— START OF Text to read —

3.1. Actuator Structures Processed from PMN-PT Single Crystals
The most common type of PMN-PT actuators reported in the literature is the bending type [34, 37, 53]. Kim et al. [37] showed that the tip displacement of the bending-type PMN-PT single-crystal actuators can be several times larger than ones made from PZT ceramic actuators of the same design. The reported normalized displacement (displacement per unit length of the actuator) for a PMN-PT single-crystal actuator and PZT ceramic actuators were 38 μm/cm and 2.5 μm/cm at 10 V (0.67 kV/cm), respectively. Another benefit of the PMN-PT single-crystal bending actuators is that they operate at relatively low voltages and, therefore, with a low power consumption. Ko et al. [34] reported the use of an actuator structure composed of two parallel multilayer PMN-PT actuators for optical-disk-drive applications [34, 54].

— END OF Text to read —
— START OF Given data —

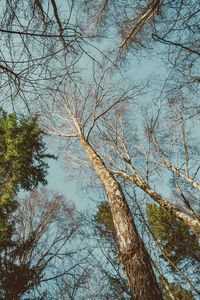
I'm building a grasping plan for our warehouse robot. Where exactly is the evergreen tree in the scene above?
[146,204,200,300]
[0,108,54,299]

— END OF Given data —

▶ **What the task asks**
Print the part of the PMN-PT actuator text above starting at "3.1. Actuator Structures" and ending at "applications [34, 54].", word for word.

▶ **Complete output**
3.1. Actuator Structures Processed from PMN-PT Single Crystals
The most common type of PMN-PT actuators reported in the literature is the bending type [34, 37, 53]. Kim et al. [37] showed that the tip displacement of the bending-type PMN-PT single-crystal actuators can be several times larger than ones made from PZT ceramic actuators of the same design. The reported normalized displacement (displacement per unit length of the actuator) for a PMN-PT single-crystal actuator and PZT ceramic actuators were 38 μm/cm and 2.5 μm/cm at 10 V (0.67 kV/cm), respectively. Another benefit of the PMN-PT single-crystal bending actuators is that they operate at relatively low voltages and, therefore, with a low power consumption. Ko et al. [34] reported the use of an actuator structure composed of two parallel multilayer PMN-PT actuators for optical-disk-drive applications [34, 54].